Page text:
If the Tax Office issues you with a tax form or letter to request you to do so, this will have to be filed in any case.
If you do not receive a letter, but you have to pay additional tax on your income or assets, you are also obliged to file a tax return. Obviously if you are entitled to a refund, it is in your own interest to file one. For a regular domestic tax return the deadline is May 1st.
This year again we have heard of tax payers who received a letter from the Dutch tax authorities mentioning that they did not need to submit a tax return, although in their particular situation it would have been either mandatory to file a tax return, or they were entitled to a refund. Particularly in the situation of someone living abroad owning Dutch real estate, we regularly see that no tax returns were issued or filed. As property is always taxable in the country where it is located, it is important that a tax return is filed, also in view of avoiding later corrections with penalties and interest. Furthermore the Tax Office in the main is not aware of your possible tax deductions. We therefore advise to have your refund possibilities checked.

Collected data:

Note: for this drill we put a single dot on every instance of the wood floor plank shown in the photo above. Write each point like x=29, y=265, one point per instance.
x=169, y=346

Tasks:
**1.** From the text on filing Dutch tax returns, list every situation it names in which a tax return must or should be filed.
**2.** Extend the text on filing Dutch tax returns beyond its final sentence.

Answers to each task:
**1.**
- The Tax Office issues you a tax form or a letter requesting that you file.
- You have to pay additional tax on your income or assets, even without receiving a letter.
- You are entitled to a refund.
- You live abroad and own Dutch real estate.

**2.**
The Tax Office has also mentioned that some details in the prefilled tax return may be incorrect, such as the life annuity premiums. It is always important to check the figures with the underlying documents. By the way, any electronic messages you receive from the Tax Office (Berichtenbox) are still also sent by regular mail.
For our clients, we request a continuous authorisation from the Tax Office instead of the annual authorizations.
This may of course be canceled at any time again. If you receive a letter with a code for this authorisation, please forward it to us so that we can activate this in the system if you are happy with this. This authorisation is required, among other things, to receive copies of tax assessments from the Tax Office in our software program. However, we would still like to receive copies of the paper assessments you receive so that these are checked timely and appeal can be made, if necessary.
If you have not received an invitation to file a tax return but receive one later in the year, please inform us. For these tax returns, we will need to request a separate extension for submission.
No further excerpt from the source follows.